| Task set |
a) Please pull the wording from the blog post between "While photographing a" and "school of architecture.", inclusive.
b) According to the blog post, in what year was the Historical Studies/Social Science Library designed by Wallace Harrison completed?
### Passage shown
Friday, June 27, 2008

New York/LES


New York Marble Cemetery (digital)

One of the oldest cemeteries in the city lies hidden within the block bounded by the Bowery, East 3rd, East 2nd, and Second Avenue. We walked by last Sunday, and the gate was open, so we went in. There are no traditional graves or headstones. Under the grass are vaults, and the names of the deceased are on stone tablets set in the walls of the cemetery. In many places the walls are crumbling, and despite the landmark status of the site, it remains a vulnerable piece of Lower East Side history.

Thursday, June 26, 2008

New York/Princeton


Historical Studies/Social Science Library • Wallace Harrison (digital)

While photographing a new building at the Institute for Advanced Study in Princeton, I walked around the campus at lunch time, and took snapshots of two architectural gems, one by Robert Geddes (see earlier post and the other by Wallace K. Harrison.

Historical Studies/Social Science Library (digital)


Historical Studies/Social Science Library (digital)

The two groupings of buildings are directly adjacent to each other--the Harrison designed Historical Studies/Social Science Library was completed in 1964, and the Geddes complex a few years later. But stylistically, they are further apart. Both the brutalism of Geddes and the lighter/whiter neo-classicim of Harrison (and other architects like Phillip Johnson and Edward Durell Stone) were reactions to the dominate Miesian school of architecture.
######
### Dataset extract
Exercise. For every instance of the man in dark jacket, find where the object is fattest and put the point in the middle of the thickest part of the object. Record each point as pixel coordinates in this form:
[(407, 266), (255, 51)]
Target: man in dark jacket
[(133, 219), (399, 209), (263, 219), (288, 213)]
######
| Answers per task |
a)
While photographing a new building at the Institute for Advanced Study in Princeton, I walked around the campus at lunch time, and took snapshots of two architectural gems, one by Robert Geddes (see earlier post and the other by Wallace K. Harrison.

Historical Studies/Social Science Library (digital)


Historical Studies/Social Science Library (digital)

The two groupings of buildings are directly adjacent to each other--the Harrison designed Historical Studies/Social Science Library was completed in 1964, and the Geddes complex a few years later. But stylistically, they are further apart. Both the brutalism of Geddes and the lighter/whiter neo-classicim of Harrison (and other architects like Phillip Johnson and Edward Durell Stone) were reactions to the dominate Miesian school of architecture.

b) 1964